Text shown >>
================================
It kinda makes me feel weird to know that, if Texas’s new OBC bill passed, I would be able to get mine but others wouldn’t. Why can’t people just come to their damn senses and have one birth certificate and one adoption decree? (You know, like most of the world that does adoption does…)
This made me LOL: “you gave up your right to that birth certificate when you agreed to be adopted”. So when can I un-agree to be adopted?
As a Missouri adoptee I’m not surprised that the MO bill being proposed still discriminates against adopted folk because it leaves intact the birth par veto.
So the bill allows those in power, the agencies and courts, to continue to pick and choose which adoptees get their legal OBCs based upon flawed law since 1986 impacting both past and future adoptees.
It leaves in the search provision intact whereby the adoption agencies get to collect money for their coffers through search fees paid by the adoptee.
And after the non-fundable search fees are paid by the adoptee the adoptee will be told “no” because there’s a bpar veto. Or else we cannot locate bpars.
================================
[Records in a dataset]
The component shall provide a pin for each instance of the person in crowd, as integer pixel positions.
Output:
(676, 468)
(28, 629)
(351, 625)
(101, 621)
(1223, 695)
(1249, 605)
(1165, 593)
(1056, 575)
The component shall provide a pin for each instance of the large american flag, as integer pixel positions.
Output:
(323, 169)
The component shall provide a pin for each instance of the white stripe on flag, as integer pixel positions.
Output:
================================
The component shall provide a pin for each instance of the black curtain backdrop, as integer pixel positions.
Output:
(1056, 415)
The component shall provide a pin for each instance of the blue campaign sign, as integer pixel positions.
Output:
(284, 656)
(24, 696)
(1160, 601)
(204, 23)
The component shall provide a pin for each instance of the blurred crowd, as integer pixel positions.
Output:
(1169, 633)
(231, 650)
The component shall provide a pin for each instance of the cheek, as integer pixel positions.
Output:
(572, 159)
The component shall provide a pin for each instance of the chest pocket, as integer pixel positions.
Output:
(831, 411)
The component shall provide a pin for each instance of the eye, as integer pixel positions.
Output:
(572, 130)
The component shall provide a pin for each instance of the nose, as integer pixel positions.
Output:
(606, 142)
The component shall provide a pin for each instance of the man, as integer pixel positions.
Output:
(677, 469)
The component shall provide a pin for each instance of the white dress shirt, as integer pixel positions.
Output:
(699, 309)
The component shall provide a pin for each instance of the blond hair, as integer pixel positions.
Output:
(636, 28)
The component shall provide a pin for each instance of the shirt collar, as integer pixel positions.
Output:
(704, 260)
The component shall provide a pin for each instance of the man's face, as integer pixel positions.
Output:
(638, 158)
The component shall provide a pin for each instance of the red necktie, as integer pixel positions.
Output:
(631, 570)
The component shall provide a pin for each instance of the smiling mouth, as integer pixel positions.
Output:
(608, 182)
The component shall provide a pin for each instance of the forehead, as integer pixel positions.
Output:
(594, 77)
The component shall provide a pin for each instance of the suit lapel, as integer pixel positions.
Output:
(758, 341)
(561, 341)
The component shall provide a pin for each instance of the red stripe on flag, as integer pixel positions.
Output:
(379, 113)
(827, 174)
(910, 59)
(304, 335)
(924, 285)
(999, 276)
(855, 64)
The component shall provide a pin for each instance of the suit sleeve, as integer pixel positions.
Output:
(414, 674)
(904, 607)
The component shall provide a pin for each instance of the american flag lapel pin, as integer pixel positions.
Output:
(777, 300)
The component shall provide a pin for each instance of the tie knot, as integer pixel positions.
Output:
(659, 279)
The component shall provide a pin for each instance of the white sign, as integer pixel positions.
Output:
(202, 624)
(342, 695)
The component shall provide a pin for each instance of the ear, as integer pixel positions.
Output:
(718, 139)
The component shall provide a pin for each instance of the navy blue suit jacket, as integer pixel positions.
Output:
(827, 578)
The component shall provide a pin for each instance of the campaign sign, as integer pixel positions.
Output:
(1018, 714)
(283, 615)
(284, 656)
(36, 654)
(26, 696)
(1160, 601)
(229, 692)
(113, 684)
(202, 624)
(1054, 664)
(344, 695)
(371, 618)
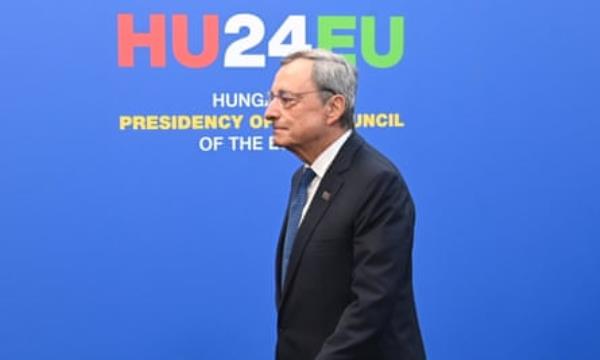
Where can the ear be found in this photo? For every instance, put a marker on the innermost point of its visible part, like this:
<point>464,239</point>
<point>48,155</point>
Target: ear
================================
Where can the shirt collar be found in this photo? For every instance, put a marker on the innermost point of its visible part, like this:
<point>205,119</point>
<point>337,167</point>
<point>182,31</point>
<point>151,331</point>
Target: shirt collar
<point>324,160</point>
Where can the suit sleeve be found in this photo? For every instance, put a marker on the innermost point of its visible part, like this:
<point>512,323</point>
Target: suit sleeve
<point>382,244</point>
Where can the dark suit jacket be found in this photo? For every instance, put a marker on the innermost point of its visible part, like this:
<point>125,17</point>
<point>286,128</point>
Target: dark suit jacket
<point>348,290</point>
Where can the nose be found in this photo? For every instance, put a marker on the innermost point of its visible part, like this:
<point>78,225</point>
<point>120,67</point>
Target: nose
================================
Set of tasks >>
1: In the text on adoptee birth certificates, since what year has the flawed law been in place?
2: Retype part of the text on adoptee birth certificates, beginning at the words "This made me" and stopping after "birth par veto.".
3: Continue the text on adoptee birth certificates from where it stops.

Replies >>
1: 1986

2:
This made me LOL: “you gave up your right to that birth certificate when you agreed to be adopted”. So when can I un-agree to be adopted?
As a Missouri adoptee I’m not surprised that the MO bill being proposed still discriminates against adopted folk because it leaves intact the birth par veto.

3:
When the adoptee asks to see legal evidence of a signature on the affidavit denying OBC, we’re told it’s a “secret”.
From my personal experience dealing with the juvenile officer at the MO court and adoption agency workers, it they avoid answering your questions, chances are your adoption was probably illegal.
Further Missouri irony is that present Missouri statute requires that if an adoption is later annulled, the AMENDED birth certificate is sealed and the OBC restored. With of course no veto from the natural parents…
Where/what did you hear about Pennsylvania’s OBC bill? I’m an adult adoptee living in Pittsburgh who’s been seeking my own Maryland records for some time, and I’m writing about Metcalfe’s bill – it is happening but doesn’t even have a number yet, just a name: the Commonwealth Citizenship Act. He’s currently looking for co-sponsors and is trying to push it through pretty quickly. I haven’t seen anything about an OBC bill though.
Hi Melissa–Thanks for commenting. Information about the bill comes from Amanda Transue-Woolson from Adoptee Rights PA. You can go to their webpage here
http://www.adopteerightspa.org/
They also have a FB page and a mail list which you can sign on to from that page. I haven’t seen that a bill has been introduced yet.
Thanks for the info!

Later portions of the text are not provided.